» WHAT TO WORK ON:
Extract each line of the material below that contains the word "resort".

* Begin MATERIALS PROVIDED *

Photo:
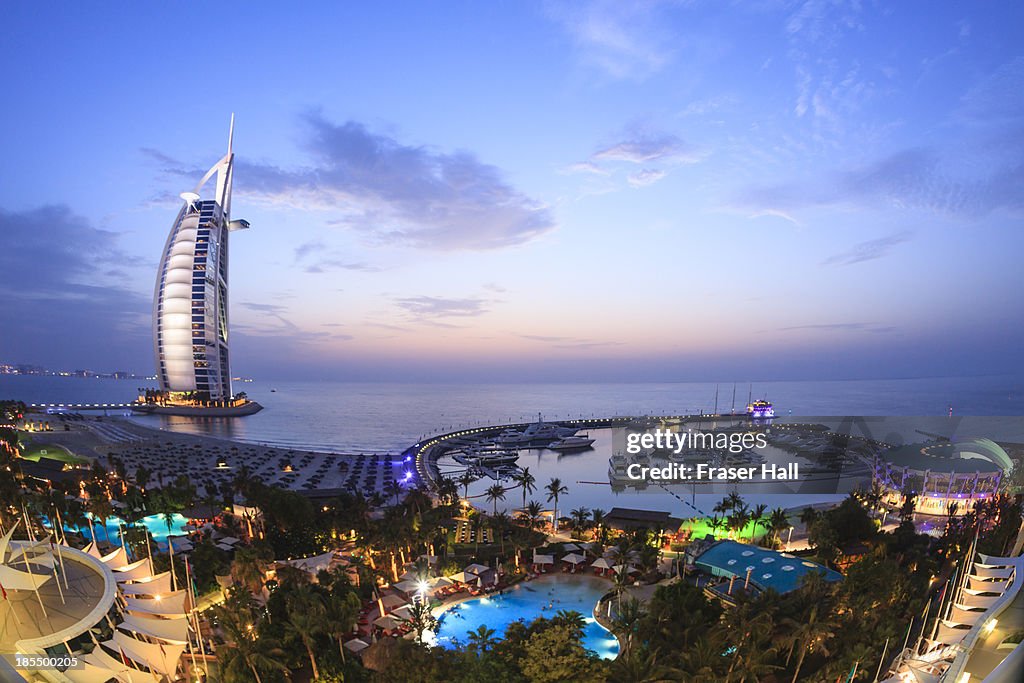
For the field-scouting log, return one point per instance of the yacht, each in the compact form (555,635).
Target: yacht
(539,433)
(571,443)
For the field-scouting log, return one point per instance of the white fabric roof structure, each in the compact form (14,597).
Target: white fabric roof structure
(992,572)
(387,622)
(391,601)
(948,634)
(89,673)
(160,585)
(169,630)
(134,571)
(99,658)
(116,560)
(168,605)
(962,615)
(162,658)
(310,564)
(977,584)
(356,645)
(409,587)
(978,600)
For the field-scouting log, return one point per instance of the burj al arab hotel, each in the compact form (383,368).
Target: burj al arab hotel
(189,317)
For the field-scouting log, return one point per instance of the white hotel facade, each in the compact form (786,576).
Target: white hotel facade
(189,316)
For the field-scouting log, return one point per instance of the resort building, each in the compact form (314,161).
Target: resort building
(750,565)
(943,473)
(189,314)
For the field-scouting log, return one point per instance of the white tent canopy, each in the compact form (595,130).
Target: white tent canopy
(162,658)
(160,585)
(992,572)
(169,630)
(116,560)
(356,645)
(134,571)
(977,584)
(168,604)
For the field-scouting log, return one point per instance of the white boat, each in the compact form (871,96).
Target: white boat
(571,443)
(539,433)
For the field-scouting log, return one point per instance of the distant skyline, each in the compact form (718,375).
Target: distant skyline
(563,191)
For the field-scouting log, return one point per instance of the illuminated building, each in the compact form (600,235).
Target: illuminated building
(189,309)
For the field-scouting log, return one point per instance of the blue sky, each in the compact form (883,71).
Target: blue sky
(596,190)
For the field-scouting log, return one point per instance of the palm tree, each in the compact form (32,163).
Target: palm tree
(465,479)
(247,569)
(641,667)
(245,650)
(717,523)
(580,517)
(477,524)
(757,516)
(556,488)
(597,516)
(342,611)
(496,493)
(527,481)
(392,488)
(778,521)
(534,512)
(501,523)
(305,620)
(811,636)
(420,619)
(626,621)
(448,489)
(481,639)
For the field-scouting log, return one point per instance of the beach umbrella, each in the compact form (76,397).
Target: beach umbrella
(387,623)
(356,645)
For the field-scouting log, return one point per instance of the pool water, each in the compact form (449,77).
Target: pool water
(527,601)
(156,524)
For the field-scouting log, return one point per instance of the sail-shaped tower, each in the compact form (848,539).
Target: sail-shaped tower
(189,308)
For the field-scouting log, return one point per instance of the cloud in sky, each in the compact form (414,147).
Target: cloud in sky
(912,178)
(644,147)
(841,327)
(625,40)
(66,294)
(656,152)
(868,251)
(429,307)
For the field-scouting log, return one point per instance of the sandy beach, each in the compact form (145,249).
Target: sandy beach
(209,463)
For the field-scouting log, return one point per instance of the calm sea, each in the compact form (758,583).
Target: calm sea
(366,417)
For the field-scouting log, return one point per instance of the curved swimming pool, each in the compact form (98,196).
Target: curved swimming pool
(526,601)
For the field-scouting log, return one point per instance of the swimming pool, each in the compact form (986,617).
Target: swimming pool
(526,601)
(156,524)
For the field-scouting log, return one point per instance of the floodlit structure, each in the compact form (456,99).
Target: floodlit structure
(943,474)
(189,308)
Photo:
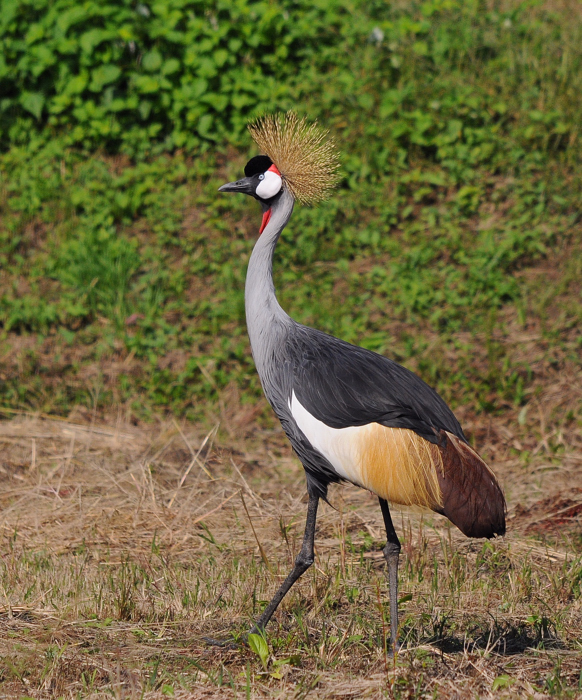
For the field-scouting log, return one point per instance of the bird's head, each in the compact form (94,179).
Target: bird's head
(299,159)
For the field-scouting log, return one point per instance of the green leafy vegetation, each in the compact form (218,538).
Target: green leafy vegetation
(458,127)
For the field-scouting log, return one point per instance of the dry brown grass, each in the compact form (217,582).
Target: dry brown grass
(122,547)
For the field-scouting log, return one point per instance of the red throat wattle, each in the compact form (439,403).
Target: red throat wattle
(265,221)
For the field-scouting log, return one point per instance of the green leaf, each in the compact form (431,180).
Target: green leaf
(502,681)
(204,125)
(33,102)
(258,644)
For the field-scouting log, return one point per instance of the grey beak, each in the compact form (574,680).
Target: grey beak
(246,186)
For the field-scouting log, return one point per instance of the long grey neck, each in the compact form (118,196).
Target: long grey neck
(266,320)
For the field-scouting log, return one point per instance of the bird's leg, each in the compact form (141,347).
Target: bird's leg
(304,560)
(391,554)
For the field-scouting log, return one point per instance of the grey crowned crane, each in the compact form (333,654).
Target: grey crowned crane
(350,414)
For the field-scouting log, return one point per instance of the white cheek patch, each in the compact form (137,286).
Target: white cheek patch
(270,186)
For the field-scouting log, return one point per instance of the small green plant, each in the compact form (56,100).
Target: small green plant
(258,644)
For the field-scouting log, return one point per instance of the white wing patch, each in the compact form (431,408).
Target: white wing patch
(340,446)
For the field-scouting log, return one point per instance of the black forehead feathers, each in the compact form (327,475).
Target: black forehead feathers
(257,165)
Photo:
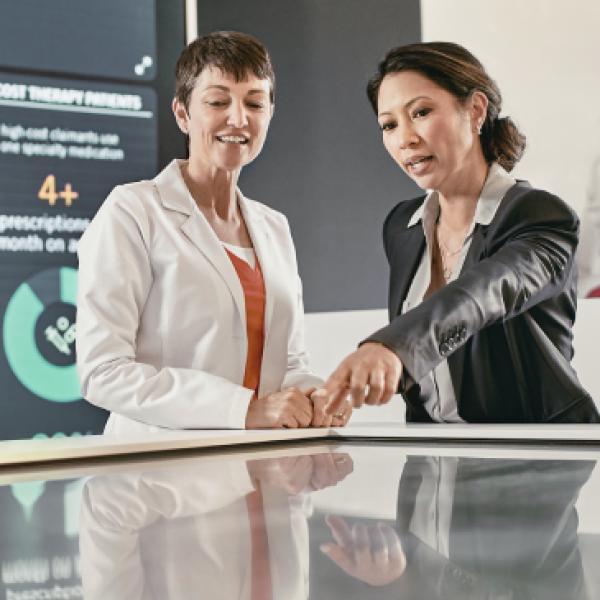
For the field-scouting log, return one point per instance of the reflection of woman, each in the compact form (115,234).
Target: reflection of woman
(473,528)
(189,304)
(483,275)
(164,533)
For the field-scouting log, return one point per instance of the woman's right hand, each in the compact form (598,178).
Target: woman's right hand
(289,408)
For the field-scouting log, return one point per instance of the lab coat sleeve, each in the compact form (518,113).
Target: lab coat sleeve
(115,277)
(298,373)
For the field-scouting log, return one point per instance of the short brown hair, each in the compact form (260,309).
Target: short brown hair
(456,70)
(231,52)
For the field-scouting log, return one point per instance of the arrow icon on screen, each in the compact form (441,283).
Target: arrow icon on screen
(145,64)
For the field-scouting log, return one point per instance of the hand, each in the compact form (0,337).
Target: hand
(329,469)
(289,473)
(292,474)
(372,364)
(289,408)
(372,554)
(322,419)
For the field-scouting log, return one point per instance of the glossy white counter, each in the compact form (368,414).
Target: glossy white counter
(21,452)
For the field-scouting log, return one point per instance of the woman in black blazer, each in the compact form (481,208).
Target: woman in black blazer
(483,273)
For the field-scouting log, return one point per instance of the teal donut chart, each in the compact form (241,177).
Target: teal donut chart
(48,381)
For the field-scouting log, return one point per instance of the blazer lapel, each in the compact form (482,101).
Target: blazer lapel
(175,195)
(406,257)
(456,360)
(476,253)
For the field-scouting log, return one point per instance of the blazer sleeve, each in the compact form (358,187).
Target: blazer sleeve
(530,254)
(115,276)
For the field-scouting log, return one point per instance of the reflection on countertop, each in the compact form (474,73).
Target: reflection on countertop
(466,527)
(232,530)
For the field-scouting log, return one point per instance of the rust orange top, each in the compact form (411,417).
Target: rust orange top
(255,296)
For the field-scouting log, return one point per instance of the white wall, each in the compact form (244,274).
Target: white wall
(544,56)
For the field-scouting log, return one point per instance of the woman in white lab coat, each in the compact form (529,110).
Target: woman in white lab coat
(163,317)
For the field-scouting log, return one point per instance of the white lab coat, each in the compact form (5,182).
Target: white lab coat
(161,322)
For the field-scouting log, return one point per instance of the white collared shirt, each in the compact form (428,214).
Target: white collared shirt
(437,391)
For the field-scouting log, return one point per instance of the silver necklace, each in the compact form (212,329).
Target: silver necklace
(447,271)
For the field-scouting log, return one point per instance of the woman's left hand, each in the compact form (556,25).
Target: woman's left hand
(372,554)
(321,419)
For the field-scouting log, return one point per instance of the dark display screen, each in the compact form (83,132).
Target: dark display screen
(111,38)
(64,144)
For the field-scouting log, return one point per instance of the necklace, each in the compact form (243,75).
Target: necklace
(446,270)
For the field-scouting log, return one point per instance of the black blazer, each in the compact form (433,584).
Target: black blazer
(504,324)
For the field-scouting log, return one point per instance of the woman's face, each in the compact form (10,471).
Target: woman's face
(227,120)
(428,133)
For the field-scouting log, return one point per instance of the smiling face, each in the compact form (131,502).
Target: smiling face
(227,120)
(428,133)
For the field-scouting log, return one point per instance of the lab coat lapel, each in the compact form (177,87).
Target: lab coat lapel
(175,195)
(263,246)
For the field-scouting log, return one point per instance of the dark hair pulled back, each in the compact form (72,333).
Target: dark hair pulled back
(457,71)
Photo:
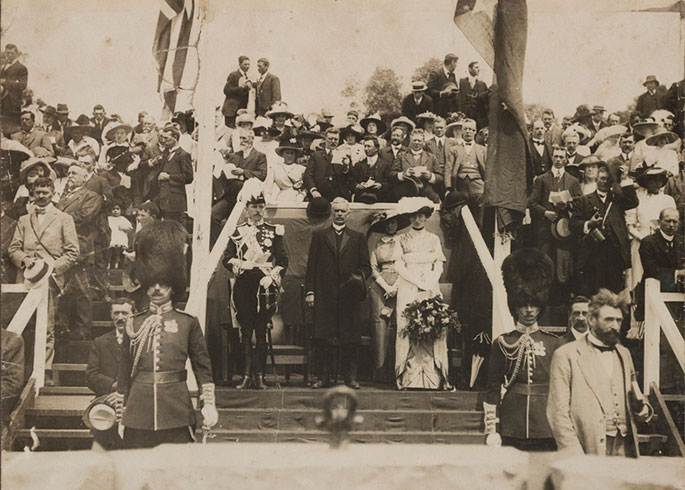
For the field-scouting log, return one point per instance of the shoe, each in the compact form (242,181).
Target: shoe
(244,383)
(259,383)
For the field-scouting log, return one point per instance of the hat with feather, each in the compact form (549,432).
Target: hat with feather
(527,275)
(160,256)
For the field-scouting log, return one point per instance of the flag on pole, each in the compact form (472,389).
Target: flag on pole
(498,31)
(175,49)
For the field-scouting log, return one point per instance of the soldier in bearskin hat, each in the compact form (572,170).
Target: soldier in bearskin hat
(152,391)
(256,255)
(518,374)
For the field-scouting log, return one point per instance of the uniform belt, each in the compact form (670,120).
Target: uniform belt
(529,389)
(160,377)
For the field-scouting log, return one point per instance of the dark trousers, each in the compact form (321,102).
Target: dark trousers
(141,438)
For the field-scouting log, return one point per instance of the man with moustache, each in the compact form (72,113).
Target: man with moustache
(577,319)
(335,284)
(594,397)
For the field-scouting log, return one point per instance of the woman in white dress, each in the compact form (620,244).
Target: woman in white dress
(422,365)
(284,180)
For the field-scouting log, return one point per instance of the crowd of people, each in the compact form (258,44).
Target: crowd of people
(605,207)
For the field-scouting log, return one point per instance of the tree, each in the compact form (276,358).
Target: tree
(382,92)
(424,71)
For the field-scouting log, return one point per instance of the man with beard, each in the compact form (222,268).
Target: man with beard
(577,319)
(594,397)
(103,365)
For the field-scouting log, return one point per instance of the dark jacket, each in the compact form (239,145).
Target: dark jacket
(103,364)
(328,267)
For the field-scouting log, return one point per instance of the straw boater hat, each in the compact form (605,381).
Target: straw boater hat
(279,109)
(375,118)
(659,134)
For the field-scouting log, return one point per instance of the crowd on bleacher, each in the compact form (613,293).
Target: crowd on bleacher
(604,188)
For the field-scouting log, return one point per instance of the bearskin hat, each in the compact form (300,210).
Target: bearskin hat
(527,275)
(160,256)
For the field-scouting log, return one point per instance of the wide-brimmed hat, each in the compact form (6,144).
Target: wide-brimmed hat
(418,86)
(319,207)
(659,134)
(403,120)
(112,127)
(374,118)
(38,273)
(649,173)
(279,108)
(650,78)
(288,144)
(99,415)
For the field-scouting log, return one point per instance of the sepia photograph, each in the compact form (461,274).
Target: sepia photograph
(343,244)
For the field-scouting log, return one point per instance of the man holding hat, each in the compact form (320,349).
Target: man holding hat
(518,374)
(256,255)
(46,235)
(651,100)
(417,102)
(442,87)
(152,392)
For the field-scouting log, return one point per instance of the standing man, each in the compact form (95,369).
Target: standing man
(443,88)
(48,234)
(268,87)
(13,80)
(236,90)
(599,220)
(83,206)
(256,255)
(577,319)
(473,95)
(593,394)
(518,374)
(335,284)
(151,382)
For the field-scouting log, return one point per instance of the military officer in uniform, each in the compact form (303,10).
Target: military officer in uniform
(256,255)
(151,384)
(518,374)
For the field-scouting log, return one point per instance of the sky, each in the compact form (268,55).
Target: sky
(84,52)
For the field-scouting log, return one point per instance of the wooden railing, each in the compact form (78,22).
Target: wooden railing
(659,319)
(36,300)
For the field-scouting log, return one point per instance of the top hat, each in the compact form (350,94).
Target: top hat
(650,78)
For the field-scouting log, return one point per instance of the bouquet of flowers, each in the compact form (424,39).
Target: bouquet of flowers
(428,319)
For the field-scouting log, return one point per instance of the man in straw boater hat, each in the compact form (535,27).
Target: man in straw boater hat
(518,374)
(152,393)
(256,255)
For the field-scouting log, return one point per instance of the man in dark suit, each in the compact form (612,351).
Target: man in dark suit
(372,175)
(103,365)
(83,206)
(416,172)
(268,87)
(417,102)
(443,88)
(325,177)
(175,172)
(662,252)
(540,151)
(246,163)
(577,319)
(335,284)
(236,90)
(473,96)
(545,213)
(13,80)
(653,99)
(599,220)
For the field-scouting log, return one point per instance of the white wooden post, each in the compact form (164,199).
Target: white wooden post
(652,336)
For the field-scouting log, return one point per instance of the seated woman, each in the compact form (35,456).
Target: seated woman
(419,365)
(284,179)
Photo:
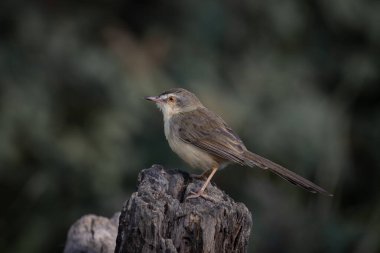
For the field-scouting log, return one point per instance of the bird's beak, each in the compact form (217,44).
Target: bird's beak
(155,99)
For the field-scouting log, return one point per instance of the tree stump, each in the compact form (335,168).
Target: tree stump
(158,218)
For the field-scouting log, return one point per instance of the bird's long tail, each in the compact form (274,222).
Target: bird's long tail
(252,160)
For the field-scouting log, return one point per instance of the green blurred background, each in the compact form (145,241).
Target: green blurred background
(297,80)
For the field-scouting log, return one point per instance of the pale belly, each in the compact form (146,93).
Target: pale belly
(193,155)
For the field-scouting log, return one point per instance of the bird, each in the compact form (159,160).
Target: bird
(204,140)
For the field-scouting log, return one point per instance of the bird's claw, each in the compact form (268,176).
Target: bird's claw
(194,195)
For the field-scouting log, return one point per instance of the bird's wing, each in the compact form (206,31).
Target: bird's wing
(207,131)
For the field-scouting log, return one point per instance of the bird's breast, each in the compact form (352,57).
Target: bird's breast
(194,156)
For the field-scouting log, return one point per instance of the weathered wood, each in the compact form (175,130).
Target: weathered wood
(92,234)
(157,218)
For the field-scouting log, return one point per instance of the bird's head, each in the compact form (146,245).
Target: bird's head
(176,100)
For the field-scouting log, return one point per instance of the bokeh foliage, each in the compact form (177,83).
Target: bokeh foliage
(298,80)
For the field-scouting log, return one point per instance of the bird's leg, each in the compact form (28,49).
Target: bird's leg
(200,193)
(202,176)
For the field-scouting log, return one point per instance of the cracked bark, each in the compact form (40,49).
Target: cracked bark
(157,218)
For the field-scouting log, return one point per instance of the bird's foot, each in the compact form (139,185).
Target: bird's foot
(199,177)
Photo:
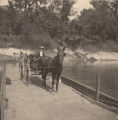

* End MATERIALS PROVIDED *

» EXERCISE OUTPUT:
For the field-scouting log, return one point per instance of the resort building, each in the compact form (314,161).
Target: resort building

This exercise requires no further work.